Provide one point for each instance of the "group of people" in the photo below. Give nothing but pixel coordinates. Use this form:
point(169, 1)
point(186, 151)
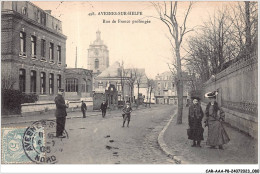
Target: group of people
point(217, 136)
point(126, 112)
point(61, 113)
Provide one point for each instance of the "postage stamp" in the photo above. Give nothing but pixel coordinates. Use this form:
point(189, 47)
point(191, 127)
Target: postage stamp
point(40, 143)
point(12, 147)
point(34, 144)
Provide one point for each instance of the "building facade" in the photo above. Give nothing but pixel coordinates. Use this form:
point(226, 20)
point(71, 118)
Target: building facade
point(98, 55)
point(165, 89)
point(78, 83)
point(112, 76)
point(33, 49)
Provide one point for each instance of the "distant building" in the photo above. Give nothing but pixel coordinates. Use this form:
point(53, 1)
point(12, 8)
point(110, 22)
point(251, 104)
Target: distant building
point(98, 55)
point(112, 75)
point(78, 83)
point(33, 49)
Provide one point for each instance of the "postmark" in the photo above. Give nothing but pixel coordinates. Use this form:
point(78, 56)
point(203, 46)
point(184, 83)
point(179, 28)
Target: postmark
point(40, 144)
point(12, 147)
point(34, 144)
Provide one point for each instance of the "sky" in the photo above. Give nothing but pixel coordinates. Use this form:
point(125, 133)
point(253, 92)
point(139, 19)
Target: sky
point(138, 45)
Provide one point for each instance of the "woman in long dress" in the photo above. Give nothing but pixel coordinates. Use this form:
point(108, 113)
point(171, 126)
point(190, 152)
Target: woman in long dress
point(195, 119)
point(217, 136)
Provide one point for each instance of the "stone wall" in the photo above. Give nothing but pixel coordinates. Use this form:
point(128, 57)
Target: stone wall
point(238, 93)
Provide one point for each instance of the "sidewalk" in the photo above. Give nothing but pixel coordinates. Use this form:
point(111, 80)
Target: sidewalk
point(50, 116)
point(242, 149)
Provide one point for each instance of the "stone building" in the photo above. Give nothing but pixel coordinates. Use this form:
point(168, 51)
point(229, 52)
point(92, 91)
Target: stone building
point(165, 91)
point(78, 83)
point(33, 49)
point(112, 75)
point(98, 55)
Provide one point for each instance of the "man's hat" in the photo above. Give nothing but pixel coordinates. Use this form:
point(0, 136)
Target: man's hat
point(211, 94)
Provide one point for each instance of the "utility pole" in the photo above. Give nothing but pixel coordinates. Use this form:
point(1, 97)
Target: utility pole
point(76, 61)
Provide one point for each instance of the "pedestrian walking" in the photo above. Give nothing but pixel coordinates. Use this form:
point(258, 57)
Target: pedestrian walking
point(83, 108)
point(195, 119)
point(217, 136)
point(127, 114)
point(103, 108)
point(60, 113)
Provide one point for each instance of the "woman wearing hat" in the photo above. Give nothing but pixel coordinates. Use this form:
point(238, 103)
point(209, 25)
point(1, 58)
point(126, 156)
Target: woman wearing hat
point(217, 136)
point(195, 119)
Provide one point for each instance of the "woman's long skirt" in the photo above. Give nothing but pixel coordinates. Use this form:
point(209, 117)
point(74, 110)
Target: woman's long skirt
point(217, 135)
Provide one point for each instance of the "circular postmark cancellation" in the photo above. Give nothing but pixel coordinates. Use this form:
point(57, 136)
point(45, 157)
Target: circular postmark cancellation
point(40, 143)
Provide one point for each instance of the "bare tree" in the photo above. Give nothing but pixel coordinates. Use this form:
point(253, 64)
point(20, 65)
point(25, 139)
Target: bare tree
point(223, 39)
point(167, 12)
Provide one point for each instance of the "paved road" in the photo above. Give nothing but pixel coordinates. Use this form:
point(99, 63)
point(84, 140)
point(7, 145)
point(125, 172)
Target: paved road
point(97, 140)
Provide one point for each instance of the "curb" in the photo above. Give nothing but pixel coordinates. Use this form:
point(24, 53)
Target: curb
point(165, 148)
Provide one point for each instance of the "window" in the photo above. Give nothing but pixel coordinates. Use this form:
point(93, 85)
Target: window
point(96, 64)
point(100, 85)
point(51, 84)
point(59, 81)
point(59, 53)
point(33, 82)
point(43, 48)
point(33, 41)
point(43, 83)
point(72, 85)
point(23, 43)
point(165, 85)
point(51, 51)
point(22, 80)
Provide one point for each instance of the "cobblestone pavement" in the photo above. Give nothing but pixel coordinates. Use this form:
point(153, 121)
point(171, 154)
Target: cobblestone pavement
point(241, 149)
point(97, 140)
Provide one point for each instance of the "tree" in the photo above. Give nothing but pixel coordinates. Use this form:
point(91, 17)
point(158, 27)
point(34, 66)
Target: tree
point(167, 12)
point(226, 37)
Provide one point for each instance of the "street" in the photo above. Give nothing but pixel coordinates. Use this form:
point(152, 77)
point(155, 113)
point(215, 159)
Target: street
point(97, 140)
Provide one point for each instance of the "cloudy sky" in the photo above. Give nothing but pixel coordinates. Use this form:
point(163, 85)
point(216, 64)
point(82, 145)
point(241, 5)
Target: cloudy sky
point(138, 45)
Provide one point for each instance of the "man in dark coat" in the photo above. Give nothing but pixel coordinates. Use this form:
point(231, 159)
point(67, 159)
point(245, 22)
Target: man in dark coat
point(83, 108)
point(103, 108)
point(195, 119)
point(60, 113)
point(217, 135)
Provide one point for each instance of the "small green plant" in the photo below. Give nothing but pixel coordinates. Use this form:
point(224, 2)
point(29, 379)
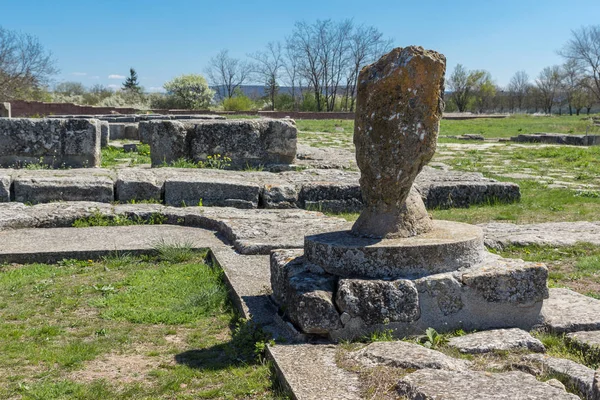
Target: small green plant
point(432, 339)
point(174, 252)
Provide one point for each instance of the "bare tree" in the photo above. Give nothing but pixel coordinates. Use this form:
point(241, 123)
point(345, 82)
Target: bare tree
point(584, 49)
point(227, 74)
point(462, 84)
point(518, 88)
point(25, 65)
point(267, 66)
point(548, 83)
point(366, 46)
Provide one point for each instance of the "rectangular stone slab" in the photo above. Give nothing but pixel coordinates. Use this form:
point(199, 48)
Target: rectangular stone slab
point(192, 190)
point(64, 188)
point(56, 142)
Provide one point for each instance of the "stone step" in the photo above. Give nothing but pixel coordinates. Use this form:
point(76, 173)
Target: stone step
point(320, 190)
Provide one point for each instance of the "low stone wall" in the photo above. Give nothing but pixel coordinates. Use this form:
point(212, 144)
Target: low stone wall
point(71, 143)
point(557, 138)
point(246, 142)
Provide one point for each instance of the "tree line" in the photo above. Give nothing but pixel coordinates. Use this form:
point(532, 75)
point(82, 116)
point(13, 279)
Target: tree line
point(319, 64)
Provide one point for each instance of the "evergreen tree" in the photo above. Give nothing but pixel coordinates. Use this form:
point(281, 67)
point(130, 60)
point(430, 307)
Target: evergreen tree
point(131, 83)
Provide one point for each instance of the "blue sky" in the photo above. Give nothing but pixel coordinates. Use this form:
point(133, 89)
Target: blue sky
point(97, 41)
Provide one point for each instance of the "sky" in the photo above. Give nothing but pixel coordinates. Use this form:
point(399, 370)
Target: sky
point(98, 41)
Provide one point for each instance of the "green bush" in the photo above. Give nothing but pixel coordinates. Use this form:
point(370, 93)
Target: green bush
point(238, 103)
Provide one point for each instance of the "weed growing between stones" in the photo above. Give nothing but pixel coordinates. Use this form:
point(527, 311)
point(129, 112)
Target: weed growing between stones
point(99, 219)
point(125, 327)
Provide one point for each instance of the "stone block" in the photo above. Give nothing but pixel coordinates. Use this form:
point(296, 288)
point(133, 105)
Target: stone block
point(400, 354)
point(279, 196)
point(138, 185)
point(68, 188)
point(5, 110)
point(5, 183)
point(310, 303)
point(191, 191)
point(284, 265)
point(124, 131)
point(448, 247)
point(476, 385)
point(377, 302)
point(496, 340)
point(56, 142)
point(104, 133)
point(246, 142)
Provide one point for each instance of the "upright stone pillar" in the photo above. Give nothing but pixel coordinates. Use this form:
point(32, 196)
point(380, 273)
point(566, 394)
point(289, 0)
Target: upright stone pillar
point(4, 110)
point(398, 111)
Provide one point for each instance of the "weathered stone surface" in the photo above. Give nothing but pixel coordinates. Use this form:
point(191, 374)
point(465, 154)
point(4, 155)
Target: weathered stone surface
point(70, 143)
point(509, 281)
point(497, 339)
point(448, 188)
point(399, 106)
point(499, 235)
point(246, 142)
point(474, 385)
point(576, 375)
point(138, 185)
point(104, 133)
point(5, 110)
point(66, 188)
point(569, 311)
point(586, 341)
point(279, 196)
point(284, 265)
point(406, 355)
point(377, 302)
point(193, 191)
point(120, 131)
point(310, 303)
point(5, 182)
point(311, 372)
point(448, 247)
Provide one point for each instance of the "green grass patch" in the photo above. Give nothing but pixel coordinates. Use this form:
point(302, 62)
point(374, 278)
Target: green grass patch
point(115, 156)
point(75, 330)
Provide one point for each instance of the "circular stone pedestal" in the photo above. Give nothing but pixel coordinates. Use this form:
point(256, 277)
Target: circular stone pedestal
point(448, 247)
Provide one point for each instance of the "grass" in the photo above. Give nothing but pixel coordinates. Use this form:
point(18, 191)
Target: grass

Work to do: Count how many lines of the data above contain the string "woman", treating uppercase and lowercase as different, and reply with that number alone.

Answer for the task: 6